### EXERCISE DETAILS
Copy out the passage on secure attachment and the Strange Situation word for word, leaving nothing out.

### PASSAGE TO READ
We’re created for connection—attachment. Dr. Gill finds that there are three ingredients needed for secure attachment, denoted by “Face-To-Face TV.”
Children need “face-to-face” time with their parents. This means parents need to look into their faces and track their eyes.
The “T” is for touching them and holding them, responding to them when they are in distress, as well as cuddling with them and playing with them.
The “V” is for vulnerable sharing of emotion. These are parents that are in tune with their child’s emotions and are able to engage them on an emotional level. This means being able to identify the child’s feelings and put words to them out loud. This could sound like, “Oh, I see you’re sad right now, come here and I’ll give you a hug.”
Secure attachment is established when children receive this combination of parental involvement and caring. Children and adults need to know that they are loved and that someone “has their back.” This develops confidence, and they can face the world. They are more likely to take the necessary risks that are needed to grow.
The Strange Situation
Similar to Bowlby, Dr. Mary Ainsworth studied attachment in children. She led experiments that were more short term. These were called “The Strange Situation.”
She studied how children would respond to being away from their mothers in three minute bursts. A room was set up with a mother, her child and a female graduate student. The mother and child would play a few minutes and then the mother would leave.
Psychologists behind a one-way mirror observed the quality of play between the mother and child before she left, and when she returned. A certain level of protest was not uncommon in the children when their mothers left.
For the securely attached child, he had such a nice play sequence with his mother before she left that he responded by having little protest. He was able to settle back down. When she returned, he was happy to see her.
Children with insecure attachments, those who were protestors, had a different experience. Even with the mother in the room, these children were clingy and unsure that she would really be there for her.
They weren’t good when she was in the room, and they are even worse when she’s gone. It’s kind of a tug-of-war. They don’t know whether to hug her or clobber her. They don’t know where they stand consistently. They are concerned about abandonment.

Image point grounding data:
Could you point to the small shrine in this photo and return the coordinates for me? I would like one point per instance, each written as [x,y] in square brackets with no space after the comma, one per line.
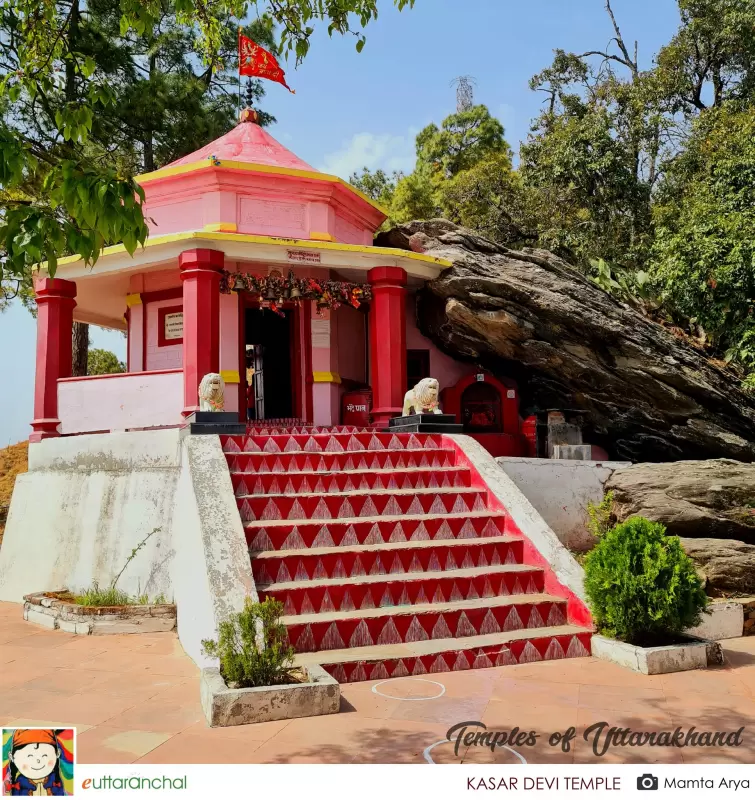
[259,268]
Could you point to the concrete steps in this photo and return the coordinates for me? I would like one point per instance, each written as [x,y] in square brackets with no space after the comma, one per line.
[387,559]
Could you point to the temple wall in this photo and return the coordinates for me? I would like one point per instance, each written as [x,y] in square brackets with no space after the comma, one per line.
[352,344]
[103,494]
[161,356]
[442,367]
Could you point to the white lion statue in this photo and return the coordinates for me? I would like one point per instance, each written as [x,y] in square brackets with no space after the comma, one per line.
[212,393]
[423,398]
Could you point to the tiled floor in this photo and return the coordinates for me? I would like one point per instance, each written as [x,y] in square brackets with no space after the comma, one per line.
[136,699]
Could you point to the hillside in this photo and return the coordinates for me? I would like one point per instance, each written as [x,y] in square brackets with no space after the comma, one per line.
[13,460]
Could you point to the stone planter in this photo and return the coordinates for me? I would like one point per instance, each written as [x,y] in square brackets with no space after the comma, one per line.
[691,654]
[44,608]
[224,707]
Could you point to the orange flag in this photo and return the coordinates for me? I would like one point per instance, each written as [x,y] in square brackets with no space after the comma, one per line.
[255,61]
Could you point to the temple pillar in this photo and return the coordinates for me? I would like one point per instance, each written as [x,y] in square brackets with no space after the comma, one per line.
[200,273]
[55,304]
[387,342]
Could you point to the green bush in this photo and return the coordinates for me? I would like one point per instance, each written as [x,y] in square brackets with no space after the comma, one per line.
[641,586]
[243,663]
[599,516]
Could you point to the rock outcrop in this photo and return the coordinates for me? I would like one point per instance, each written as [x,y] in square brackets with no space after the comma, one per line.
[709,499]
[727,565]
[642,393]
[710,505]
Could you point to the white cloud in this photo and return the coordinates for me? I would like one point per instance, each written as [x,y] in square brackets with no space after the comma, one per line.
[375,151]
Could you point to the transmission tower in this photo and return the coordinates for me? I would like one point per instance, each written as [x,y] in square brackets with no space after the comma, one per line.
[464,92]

### YOUR RESPONSE
We’re created for connection—attachment. Dr. Gill finds that there are three ingredients needed for secure attachment, denoted by “Face-To-Face TV.”
Children need “face-to-face” time with their parents. This means parents need to look into their faces and track their eyes.
The “T” is for touching them and holding them, responding to them when they are in distress, as well as cuddling with them and playing with them.
The “V” is for vulnerable sharing of emotion. These are parents that are in tune with their child’s emotions and are able to engage them on an emotional level. This means being able to identify the child’s feelings and put words to them out loud. This could sound like, “Oh, I see you’re sad right now, come here and I’ll give you a hug.”
Secure attachment is established when children receive this combination of parental involvement and caring. Children and adults need to know that they are loved and that someone “has their back.” This develops confidence, and they can face the world. They are more likely to take the necessary risks that are needed to grow.
The Strange Situation
Similar to Bowlby, Dr. Mary Ainsworth studied attachment in children. She led experiments that were more short term. These were called “The Strange Situation.”
She studied how children would respond to being away from their mothers in three minute bursts. A room was set up with a mother, her child and a female graduate student. The mother and child would play a few minutes and then the mother would leave.
Psychologists behind a one-way mirror observed the quality of play between the mother and child before she left, and when she returned. A certain level of protest was not uncommon in the children when their mothers left.
For the securely attached child, he had such a nice play sequence with his mother before she left that he responded by having little protest. He was able to settle back down. When she returned, he was happy to see her.
Children with insecure attachments, those who were protestors, had a different experience. Even with the mother in the room, these children were clingy and unsure that she would really be there for her.
They weren’t good when she was in the room, and they are even worse when she’s gone. It’s kind of a tug-of-war. They don’t know whether to hug her or clobber her. They don’t know where they stand consistently. They are concerned about abandonment.